Will you transcribe all the entries word for word, skipping the pictures they hold?

— begin Given data —

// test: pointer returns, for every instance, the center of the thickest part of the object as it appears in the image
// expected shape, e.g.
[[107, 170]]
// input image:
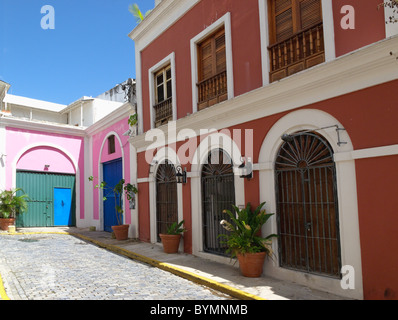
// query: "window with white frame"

— end Given data —

**Solution to this task**
// test: pointer returns, for every instance, the center of the thickest part of the object as it appears in the image
// expected shape, e.g.
[[107, 170]]
// input image:
// query: "window with white frame"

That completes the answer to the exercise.